■ EXERCISE DESCRIPTION
Each of the entries below should be written out exactly as it reads.

__________________________________________________

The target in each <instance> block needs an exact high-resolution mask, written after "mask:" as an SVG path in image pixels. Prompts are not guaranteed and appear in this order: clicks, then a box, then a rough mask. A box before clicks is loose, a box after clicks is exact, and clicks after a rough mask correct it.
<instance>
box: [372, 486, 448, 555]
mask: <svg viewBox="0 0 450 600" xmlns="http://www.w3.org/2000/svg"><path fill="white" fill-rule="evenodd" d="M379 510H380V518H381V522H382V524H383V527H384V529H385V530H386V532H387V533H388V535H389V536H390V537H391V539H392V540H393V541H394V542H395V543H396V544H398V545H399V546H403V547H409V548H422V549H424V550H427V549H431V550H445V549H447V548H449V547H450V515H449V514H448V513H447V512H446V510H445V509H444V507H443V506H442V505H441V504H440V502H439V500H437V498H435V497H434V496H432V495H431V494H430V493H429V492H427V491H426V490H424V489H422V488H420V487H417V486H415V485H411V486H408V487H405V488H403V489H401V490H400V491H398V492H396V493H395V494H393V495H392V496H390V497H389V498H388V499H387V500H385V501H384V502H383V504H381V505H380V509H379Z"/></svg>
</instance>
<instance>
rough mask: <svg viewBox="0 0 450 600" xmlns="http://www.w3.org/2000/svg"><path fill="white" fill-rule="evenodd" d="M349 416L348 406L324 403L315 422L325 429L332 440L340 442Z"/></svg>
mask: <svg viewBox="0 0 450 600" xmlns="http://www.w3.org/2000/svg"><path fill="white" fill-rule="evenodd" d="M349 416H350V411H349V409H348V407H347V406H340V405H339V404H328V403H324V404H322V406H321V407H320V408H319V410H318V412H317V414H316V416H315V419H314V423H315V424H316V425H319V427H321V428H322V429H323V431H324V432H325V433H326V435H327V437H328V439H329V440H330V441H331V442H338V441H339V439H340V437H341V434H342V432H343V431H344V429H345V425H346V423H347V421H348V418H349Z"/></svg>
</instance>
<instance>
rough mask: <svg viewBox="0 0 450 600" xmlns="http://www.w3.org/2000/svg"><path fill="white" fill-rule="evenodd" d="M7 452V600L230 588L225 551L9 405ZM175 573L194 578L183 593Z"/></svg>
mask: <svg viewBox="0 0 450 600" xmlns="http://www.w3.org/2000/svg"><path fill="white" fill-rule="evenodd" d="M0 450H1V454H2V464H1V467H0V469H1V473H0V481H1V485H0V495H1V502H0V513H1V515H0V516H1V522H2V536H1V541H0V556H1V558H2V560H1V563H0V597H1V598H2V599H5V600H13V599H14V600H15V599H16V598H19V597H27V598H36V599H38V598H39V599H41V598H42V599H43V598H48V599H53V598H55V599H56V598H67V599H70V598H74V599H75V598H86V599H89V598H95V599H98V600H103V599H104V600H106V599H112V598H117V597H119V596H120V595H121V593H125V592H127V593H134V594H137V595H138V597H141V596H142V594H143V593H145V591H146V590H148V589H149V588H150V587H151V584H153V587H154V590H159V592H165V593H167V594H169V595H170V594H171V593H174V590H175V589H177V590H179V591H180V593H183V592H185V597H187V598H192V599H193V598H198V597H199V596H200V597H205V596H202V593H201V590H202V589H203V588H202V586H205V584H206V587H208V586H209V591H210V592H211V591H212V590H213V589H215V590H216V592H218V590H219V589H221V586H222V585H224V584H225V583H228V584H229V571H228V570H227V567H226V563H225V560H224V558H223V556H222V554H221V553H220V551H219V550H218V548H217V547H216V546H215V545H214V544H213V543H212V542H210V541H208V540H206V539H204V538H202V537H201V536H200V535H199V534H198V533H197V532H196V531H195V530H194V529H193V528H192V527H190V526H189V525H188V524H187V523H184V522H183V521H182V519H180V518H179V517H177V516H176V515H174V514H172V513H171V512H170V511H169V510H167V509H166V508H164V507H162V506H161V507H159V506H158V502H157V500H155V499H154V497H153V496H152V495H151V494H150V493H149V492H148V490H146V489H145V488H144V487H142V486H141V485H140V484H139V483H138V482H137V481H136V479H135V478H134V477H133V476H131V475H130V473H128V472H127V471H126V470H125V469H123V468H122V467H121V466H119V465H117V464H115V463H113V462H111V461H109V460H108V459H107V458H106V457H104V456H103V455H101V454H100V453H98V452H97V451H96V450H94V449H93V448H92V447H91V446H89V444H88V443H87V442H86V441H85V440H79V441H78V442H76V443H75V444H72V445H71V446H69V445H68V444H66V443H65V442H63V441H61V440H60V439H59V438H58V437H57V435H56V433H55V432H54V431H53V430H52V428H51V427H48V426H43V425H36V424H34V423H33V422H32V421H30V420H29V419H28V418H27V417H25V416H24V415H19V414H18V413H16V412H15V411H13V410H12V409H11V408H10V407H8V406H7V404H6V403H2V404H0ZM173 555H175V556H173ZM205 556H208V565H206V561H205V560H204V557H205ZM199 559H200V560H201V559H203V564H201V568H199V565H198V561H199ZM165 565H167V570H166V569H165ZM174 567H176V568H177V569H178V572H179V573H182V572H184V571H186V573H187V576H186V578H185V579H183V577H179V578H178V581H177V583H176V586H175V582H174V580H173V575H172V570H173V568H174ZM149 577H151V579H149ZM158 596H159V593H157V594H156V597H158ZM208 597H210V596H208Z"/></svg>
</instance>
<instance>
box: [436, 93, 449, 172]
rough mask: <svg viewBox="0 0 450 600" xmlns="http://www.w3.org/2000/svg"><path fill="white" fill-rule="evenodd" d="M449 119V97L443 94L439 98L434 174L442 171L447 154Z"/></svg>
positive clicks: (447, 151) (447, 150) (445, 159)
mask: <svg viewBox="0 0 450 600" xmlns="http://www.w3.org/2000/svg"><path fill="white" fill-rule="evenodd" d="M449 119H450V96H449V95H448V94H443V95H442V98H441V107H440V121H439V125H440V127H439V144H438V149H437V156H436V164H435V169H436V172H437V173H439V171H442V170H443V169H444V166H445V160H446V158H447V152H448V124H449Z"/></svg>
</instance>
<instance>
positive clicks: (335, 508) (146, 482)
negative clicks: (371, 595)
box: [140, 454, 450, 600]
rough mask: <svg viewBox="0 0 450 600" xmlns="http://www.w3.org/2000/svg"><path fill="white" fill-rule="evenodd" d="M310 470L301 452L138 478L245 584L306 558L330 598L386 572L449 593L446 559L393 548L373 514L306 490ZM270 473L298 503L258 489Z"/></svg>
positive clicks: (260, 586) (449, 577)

__________________________________________________

■ WRITTEN SOLUTION
The target in each <instance> block needs an exact high-resolution mask, written after "mask:" as an SVG path in image pixels. Prompts are not guaranteed and appear in this order: clicks, then a box, then a rough mask. A box before clicks is loose, a box after clicks is exact, and clicks after a rough mask correct it.
<instance>
box: [372, 486, 448, 555]
mask: <svg viewBox="0 0 450 600" xmlns="http://www.w3.org/2000/svg"><path fill="white" fill-rule="evenodd" d="M379 510H380V518H381V522H382V524H383V527H384V529H385V530H386V532H387V533H388V535H389V536H390V537H391V539H392V540H393V541H394V542H395V543H396V544H398V545H399V546H403V547H409V548H422V549H424V550H427V549H431V550H445V549H447V548H449V547H450V515H449V514H448V513H447V512H446V510H445V509H444V507H443V506H442V505H441V504H440V502H439V500H437V498H435V497H434V496H432V495H431V494H430V493H429V492H427V491H426V490H424V489H422V488H420V487H417V486H415V485H411V486H408V487H405V488H403V489H401V490H400V491H398V492H396V493H395V494H393V495H392V496H390V497H389V498H388V499H387V500H385V501H384V502H383V504H381V505H380V509H379Z"/></svg>
</instance>
<instance>
rough mask: <svg viewBox="0 0 450 600" xmlns="http://www.w3.org/2000/svg"><path fill="white" fill-rule="evenodd" d="M349 416L348 406L324 403L315 422L325 429L332 440L340 442Z"/></svg>
mask: <svg viewBox="0 0 450 600" xmlns="http://www.w3.org/2000/svg"><path fill="white" fill-rule="evenodd" d="M349 416H350V411H349V409H348V407H347V406H340V405H339V404H328V403H324V404H322V406H321V407H320V408H319V410H318V412H317V414H316V416H315V419H314V423H315V424H316V425H319V427H321V428H322V429H323V431H324V432H325V433H326V435H327V437H328V439H329V440H330V441H331V442H338V441H339V439H340V437H341V434H342V432H343V431H344V429H345V425H346V423H347V421H348V418H349Z"/></svg>
</instance>
<instance>
rough mask: <svg viewBox="0 0 450 600" xmlns="http://www.w3.org/2000/svg"><path fill="white" fill-rule="evenodd" d="M7 452V600L230 588L225 551L9 405ZM175 573L194 578L183 593Z"/></svg>
mask: <svg viewBox="0 0 450 600" xmlns="http://www.w3.org/2000/svg"><path fill="white" fill-rule="evenodd" d="M0 450H1V454H2V464H1V467H0V469H1V473H0V481H1V485H0V495H1V502H0V513H1V515H0V516H1V522H2V536H1V541H0V556H1V558H2V560H1V563H0V597H1V598H2V599H5V600H13V599H14V600H15V599H16V598H19V597H27V598H36V599H38V598H39V599H41V598H42V599H43V598H48V599H53V598H55V599H56V598H67V599H70V598H74V599H75V598H86V599H89V598H95V599H98V600H103V599H104V600H106V599H112V598H117V597H119V596H120V595H121V593H125V592H127V593H134V594H137V595H138V597H141V596H142V594H143V593H145V591H146V590H148V589H149V588H150V587H151V584H153V587H154V590H159V592H165V593H167V594H169V595H170V594H171V593H174V590H175V589H177V590H179V591H180V593H183V592H185V597H187V598H192V599H193V598H198V597H199V596H200V597H205V596H202V593H201V590H202V589H203V588H202V586H205V584H206V587H208V586H209V591H210V592H211V591H212V590H213V589H215V590H216V592H218V590H219V589H221V586H222V585H224V584H225V583H228V584H229V571H228V570H227V567H226V563H225V560H224V558H223V556H222V554H221V553H220V551H219V550H218V548H217V547H216V546H215V545H214V544H213V543H212V542H210V541H208V540H206V539H204V538H202V537H201V536H200V535H199V534H198V533H197V532H196V531H195V530H194V529H193V528H192V527H190V526H189V525H188V524H187V523H184V522H183V521H182V519H180V518H179V517H177V516H176V515H174V514H172V513H171V512H170V511H169V510H167V509H166V508H164V507H162V506H161V507H159V506H158V502H157V500H155V499H154V497H153V496H152V495H151V494H150V493H149V492H148V490H146V489H145V488H144V487H142V486H141V485H140V484H139V483H138V482H137V481H136V479H135V478H134V477H133V476H131V475H130V473H128V472H127V471H126V470H125V469H123V468H122V467H121V466H119V465H117V464H115V463H113V462H111V461H109V460H108V459H107V458H106V457H104V456H103V455H101V454H100V453H98V452H97V451H96V450H94V449H93V448H92V447H91V446H89V444H88V443H87V442H86V441H85V440H79V441H78V442H76V443H75V444H72V445H71V446H69V445H68V444H66V443H65V442H63V441H61V440H60V439H59V438H58V437H57V435H56V433H55V432H54V431H53V430H52V428H51V427H48V426H43V425H36V424H34V423H33V422H32V421H30V420H29V419H28V418H27V417H25V416H24V415H19V414H18V413H16V412H15V411H13V410H12V409H11V408H10V407H8V406H7V404H6V403H2V404H0ZM173 555H175V556H173ZM205 556H208V565H206V561H205V560H204V557H205ZM199 559H200V560H201V559H203V564H201V568H199V565H198V561H199ZM165 565H167V570H166V569H165ZM174 567H176V568H177V569H178V572H179V573H182V572H184V571H186V573H187V576H186V578H185V579H183V577H179V578H178V581H177V583H176V586H175V582H174V580H173V575H172V570H173V568H174ZM149 577H151V579H149ZM158 596H159V593H157V594H156V597H158ZM208 597H210V596H208Z"/></svg>
</instance>
<instance>
box: [436, 93, 449, 172]
rough mask: <svg viewBox="0 0 450 600" xmlns="http://www.w3.org/2000/svg"><path fill="white" fill-rule="evenodd" d="M449 119V97L443 94L439 98L434 174L442 171L447 154Z"/></svg>
positive clicks: (447, 151) (447, 150) (445, 159)
mask: <svg viewBox="0 0 450 600" xmlns="http://www.w3.org/2000/svg"><path fill="white" fill-rule="evenodd" d="M449 119H450V96H449V95H448V94H443V95H442V98H441V107H440V121H439V125H440V127H439V144H438V149H437V156H436V164H435V169H436V172H437V173H439V171H442V170H443V169H444V166H445V160H446V158H447V152H448V124H449Z"/></svg>
</instance>
<instance>
positive clicks: (335, 508) (146, 482)
negative clicks: (371, 595)
box: [140, 454, 450, 600]
rough mask: <svg viewBox="0 0 450 600" xmlns="http://www.w3.org/2000/svg"><path fill="white" fill-rule="evenodd" d="M310 470L301 452L138 478L245 584L306 558L330 598L386 572L449 593L446 559L393 548L373 514L306 490ZM270 473L298 503L258 489Z"/></svg>
positive clicks: (260, 586) (449, 577)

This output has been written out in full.